- [Description of the task]: Rewrite the items below, replacing every occurrence of "crop scouting" with "site inspection" and leaving all other text unchanged.

- [Items]:

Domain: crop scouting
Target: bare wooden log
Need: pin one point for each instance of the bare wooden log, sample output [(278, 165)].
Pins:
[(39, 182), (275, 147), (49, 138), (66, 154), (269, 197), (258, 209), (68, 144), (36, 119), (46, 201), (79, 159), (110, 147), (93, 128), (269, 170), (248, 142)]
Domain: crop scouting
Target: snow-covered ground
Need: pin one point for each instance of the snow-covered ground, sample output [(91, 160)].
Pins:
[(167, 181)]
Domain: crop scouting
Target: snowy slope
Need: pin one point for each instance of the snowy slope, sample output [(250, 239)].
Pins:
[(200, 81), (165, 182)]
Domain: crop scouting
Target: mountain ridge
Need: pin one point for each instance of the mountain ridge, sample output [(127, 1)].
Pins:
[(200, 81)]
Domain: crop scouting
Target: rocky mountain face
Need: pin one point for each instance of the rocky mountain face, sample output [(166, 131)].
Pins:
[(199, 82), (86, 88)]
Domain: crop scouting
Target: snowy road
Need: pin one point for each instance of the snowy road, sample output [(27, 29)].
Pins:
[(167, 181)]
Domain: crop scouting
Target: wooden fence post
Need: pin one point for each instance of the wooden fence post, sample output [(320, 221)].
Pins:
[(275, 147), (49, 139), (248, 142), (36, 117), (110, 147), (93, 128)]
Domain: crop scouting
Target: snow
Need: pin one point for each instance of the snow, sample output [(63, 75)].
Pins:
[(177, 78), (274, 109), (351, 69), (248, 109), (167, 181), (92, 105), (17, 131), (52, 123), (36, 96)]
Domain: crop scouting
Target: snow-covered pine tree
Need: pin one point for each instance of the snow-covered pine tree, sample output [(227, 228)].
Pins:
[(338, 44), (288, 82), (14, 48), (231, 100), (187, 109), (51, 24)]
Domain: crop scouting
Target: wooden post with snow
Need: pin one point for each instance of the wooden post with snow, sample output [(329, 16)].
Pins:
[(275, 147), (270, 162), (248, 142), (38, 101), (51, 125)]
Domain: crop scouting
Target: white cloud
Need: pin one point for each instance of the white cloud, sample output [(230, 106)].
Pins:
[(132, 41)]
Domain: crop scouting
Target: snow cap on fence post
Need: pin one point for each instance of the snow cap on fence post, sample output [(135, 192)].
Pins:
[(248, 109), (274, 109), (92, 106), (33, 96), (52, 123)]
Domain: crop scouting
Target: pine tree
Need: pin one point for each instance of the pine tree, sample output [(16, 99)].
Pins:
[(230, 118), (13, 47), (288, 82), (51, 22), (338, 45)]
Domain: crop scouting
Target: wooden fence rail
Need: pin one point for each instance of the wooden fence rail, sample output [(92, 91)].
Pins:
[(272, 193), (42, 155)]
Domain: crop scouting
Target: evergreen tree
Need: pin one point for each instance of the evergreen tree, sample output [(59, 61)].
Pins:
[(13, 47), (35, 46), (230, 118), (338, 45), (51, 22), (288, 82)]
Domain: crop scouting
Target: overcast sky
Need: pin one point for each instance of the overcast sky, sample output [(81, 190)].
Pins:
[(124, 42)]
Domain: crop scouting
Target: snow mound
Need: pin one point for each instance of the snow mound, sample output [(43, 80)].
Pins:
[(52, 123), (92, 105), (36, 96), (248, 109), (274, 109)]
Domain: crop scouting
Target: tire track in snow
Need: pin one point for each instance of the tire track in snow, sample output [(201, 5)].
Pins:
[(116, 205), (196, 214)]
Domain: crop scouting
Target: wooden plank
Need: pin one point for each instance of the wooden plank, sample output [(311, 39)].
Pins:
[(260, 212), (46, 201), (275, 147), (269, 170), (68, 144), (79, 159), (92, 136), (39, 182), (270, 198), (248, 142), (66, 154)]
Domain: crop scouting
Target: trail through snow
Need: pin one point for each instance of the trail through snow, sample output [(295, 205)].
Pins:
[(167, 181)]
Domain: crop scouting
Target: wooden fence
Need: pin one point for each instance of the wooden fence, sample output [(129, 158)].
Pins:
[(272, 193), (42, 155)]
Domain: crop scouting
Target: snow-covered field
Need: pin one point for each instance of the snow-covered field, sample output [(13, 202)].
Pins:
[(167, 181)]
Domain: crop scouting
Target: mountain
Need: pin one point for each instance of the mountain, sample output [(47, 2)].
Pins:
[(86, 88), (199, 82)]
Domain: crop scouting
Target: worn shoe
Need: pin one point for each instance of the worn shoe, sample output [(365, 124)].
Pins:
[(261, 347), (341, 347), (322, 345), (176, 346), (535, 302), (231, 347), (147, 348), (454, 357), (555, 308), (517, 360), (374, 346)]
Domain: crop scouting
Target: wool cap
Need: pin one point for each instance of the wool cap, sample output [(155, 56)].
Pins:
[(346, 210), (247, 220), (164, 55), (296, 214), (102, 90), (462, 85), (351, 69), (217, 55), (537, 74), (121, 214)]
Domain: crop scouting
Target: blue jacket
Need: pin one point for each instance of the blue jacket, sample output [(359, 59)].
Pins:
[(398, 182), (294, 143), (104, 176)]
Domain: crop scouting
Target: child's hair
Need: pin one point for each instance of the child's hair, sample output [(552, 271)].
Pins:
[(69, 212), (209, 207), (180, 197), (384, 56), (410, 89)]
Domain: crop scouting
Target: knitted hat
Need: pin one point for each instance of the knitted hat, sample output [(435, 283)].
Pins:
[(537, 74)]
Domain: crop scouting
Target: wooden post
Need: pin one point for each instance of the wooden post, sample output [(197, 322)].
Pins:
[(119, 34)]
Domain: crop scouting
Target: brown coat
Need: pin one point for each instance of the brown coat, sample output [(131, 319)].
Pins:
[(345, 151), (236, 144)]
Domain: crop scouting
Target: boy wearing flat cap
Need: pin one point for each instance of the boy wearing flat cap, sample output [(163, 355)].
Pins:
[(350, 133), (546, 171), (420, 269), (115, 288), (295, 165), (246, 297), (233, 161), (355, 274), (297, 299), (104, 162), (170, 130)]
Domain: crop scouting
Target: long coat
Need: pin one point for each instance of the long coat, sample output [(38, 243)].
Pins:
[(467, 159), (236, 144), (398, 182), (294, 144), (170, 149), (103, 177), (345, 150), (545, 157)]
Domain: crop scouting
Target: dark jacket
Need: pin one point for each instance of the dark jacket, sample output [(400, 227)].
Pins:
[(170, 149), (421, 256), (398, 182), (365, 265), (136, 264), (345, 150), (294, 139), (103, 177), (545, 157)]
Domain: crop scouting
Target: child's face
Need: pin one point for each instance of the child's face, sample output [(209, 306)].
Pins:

- [Result]:
Domain: site inspection
Target: bare wooden log
Need: pin one point for each instance of the bare wooden log, sample output [(278, 165)].
Pins:
[(39, 182), (275, 147), (49, 138), (66, 154), (269, 197), (258, 209), (68, 144), (36, 119), (46, 201), (79, 159), (110, 147), (93, 128), (269, 170), (248, 142)]
Domain: site inspection
Target: snow-covered ground
Need: pin one point for each instance of the snow-covered ground, sample output [(91, 160)].
Pins:
[(167, 181)]
Domain: site inspection
Target: snowy slope
Need: pin one point for each instance of the snowy slope, sample output [(250, 239)].
Pins:
[(200, 81), (165, 182)]
Domain: site inspection
Target: mountain ridge
Need: pin one point for each instance of the mountain ridge, sample output [(127, 1)].
Pins:
[(200, 81)]
Domain: site inspection
Target: rocky mountain face
Need: pin one point for each instance of the rocky mountain face, sample output [(166, 131)].
Pins:
[(199, 82), (86, 88)]
Domain: site inspection
Target: snowy road
Need: pin one point for each instance of the snowy road, sample output [(27, 29)].
Pins:
[(167, 181)]
Domain: site inspection
Target: wooden fence post
Need: pin one point for each instance of the wooden fence post, sample output [(320, 221)].
Pins:
[(275, 147), (49, 139), (248, 142), (36, 117), (110, 147), (93, 128)]
Domain: site inspection
Target: snow
Need: pin one point for each instance of the snow, sample output [(63, 75)].
Pins:
[(177, 78), (274, 109), (351, 69), (248, 109), (167, 181), (92, 105), (17, 131), (52, 123), (36, 96)]
Domain: site inspection
Target: snow-covered pine tree
Need: pin one point for each instance of the snow-covered pine tree, sample output [(227, 228)].
Pins:
[(338, 44), (288, 82), (14, 48), (231, 100), (187, 109), (51, 24)]
Domain: site inspection
Target: wooden post with snow
Need: pin one point for each instance of the wooden post with snow, sample output [(329, 16)].
Pins:
[(275, 147), (270, 162), (248, 142), (38, 101), (51, 125)]
Domain: site inspection
Target: white cloud
Need: pin one point for each instance of the white cloud, sample output [(230, 106)].
Pins:
[(132, 41)]
Domain: site inspection
Target: snow cap on fence post
Need: pin one point for each instance of the snow cap on fence post, sample output [(135, 192)].
Pins:
[(248, 109), (274, 109), (92, 106), (33, 96), (52, 123)]
Domain: site inspection
Target: pine tree
Need: pin one point for each instance of the pine tree, sample output [(16, 99)].
Pins:
[(230, 118), (13, 47), (288, 82), (51, 22), (338, 45)]
Domain: site inspection
Target: wooden fence rail
Need: pin one point for each instance of the wooden fence rail, sample output [(92, 91)].
Pins:
[(272, 193), (42, 155)]
Domain: site inspection
Target: evergreen tree
Need: pin one point for each instance of the evergreen tree, sample output [(59, 61)].
Pins:
[(13, 47), (35, 46), (230, 118), (338, 45), (51, 22), (288, 82)]
Domain: site inspection
Target: overcast sky
Need: pin one point for each instance of the overcast sky, sample output [(81, 190)].
Pins:
[(124, 42)]
Domain: site inspection
Target: snow mound
Need: pin one point for each instance of the snow mound, sample output [(43, 80)].
Pins:
[(52, 123), (92, 105), (36, 96), (248, 109), (274, 109)]
Domain: site inspection
Target: tire track in snow
Need: pin one point for each instance of the tire track in snow, sample output [(201, 5)].
Pins:
[(116, 205), (196, 214)]
Domain: site inspection
Target: wooden plank
Need: pin one point for each instance of the wooden plank, sample output [(311, 39)].
Pins:
[(260, 212), (46, 201), (275, 147), (269, 170), (68, 144), (79, 159), (92, 136), (39, 182), (270, 198), (248, 142), (66, 154)]
Domain: site inspection
Target: trail through snow
Need: pin one point for each instance of the trail through snow, sample output [(295, 205)].
Pins:
[(167, 181)]
Domain: site inspection
Target: wooden fence
Need: pin one point for each instance of the wooden fence, sample output [(129, 158)].
Pins:
[(272, 193), (42, 155)]
Domain: site inspection
Target: snow-covered field
Need: pin one point for each instance of the snow-covered field, sample output [(13, 202)].
Pins:
[(167, 181)]
Domain: site inspection
Target: mountain
Need: pin one point for each instance of the mountain, sample output [(47, 2)].
Pins:
[(86, 88), (199, 82)]
Domain: site inspection
Target: worn shoe
Need: pin one point for each instance of the worn shoe, sample output [(365, 124)].
Pins:
[(261, 347), (341, 347), (322, 345), (176, 346), (535, 302), (231, 347), (147, 348), (454, 357), (555, 308), (517, 360), (374, 346)]
Domain: site inspection
Target: wool cap
Need: pin one point for each instance of the wool cap, sample output [(155, 56)].
Pins:
[(346, 210), (247, 220), (164, 55), (296, 214), (102, 90), (462, 85), (351, 69), (217, 55), (537, 74), (121, 214)]
Domain: site inspection
Target: blue jacket
Need: pin one point for each instance of the blue jacket, sample output [(359, 59)].
Pins:
[(398, 182), (294, 143), (104, 176)]
Domain: site inspection
Target: child's hair
Need: pin one point for each instance of the child's hair, sample output [(552, 271)].
Pins:
[(69, 212), (209, 207), (180, 197), (384, 56), (410, 89)]
Domain: site inspection
Target: knitted hat
Need: pin one point for each instance of the knitted hat, sample output [(435, 283)].
Pins:
[(537, 74)]
Domain: site inspection
Target: wooden post
Need: pin one point for each instance of the wooden post, sample output [(197, 322)].
Pins:
[(119, 34)]
Domain: site inspection
Target: brown coat
Need: pin one point for each instance of the brown coat, sample output [(131, 319)].
Pins:
[(345, 151), (236, 144)]
Domain: site inspection
Target: boy wearing flat cap
Need: pin one point for each instance of the boy wearing flat cap, sample output [(163, 355)].
Pins:
[(350, 133), (546, 171), (420, 269), (115, 288), (295, 165), (246, 297), (233, 161), (355, 274), (297, 299), (104, 162), (170, 130)]
Domain: site inspection
Target: long coat
Need: pin one point for each instance of the long coat, sample output [(38, 243)].
Pins:
[(467, 159), (236, 144), (398, 182), (294, 144), (170, 149), (103, 177), (345, 150), (545, 157)]
Domain: site inspection
Target: dark jacket
Need: pin one point for each instance of the dark jacket, sample output [(400, 227)].
Pins:
[(170, 149), (421, 256), (398, 182), (365, 265), (136, 264), (345, 150), (294, 139), (103, 177), (545, 157)]
Domain: site inspection
Target: child's face
Need: pin one point for each instance of the child's face, sample output [(209, 306)].
Pins:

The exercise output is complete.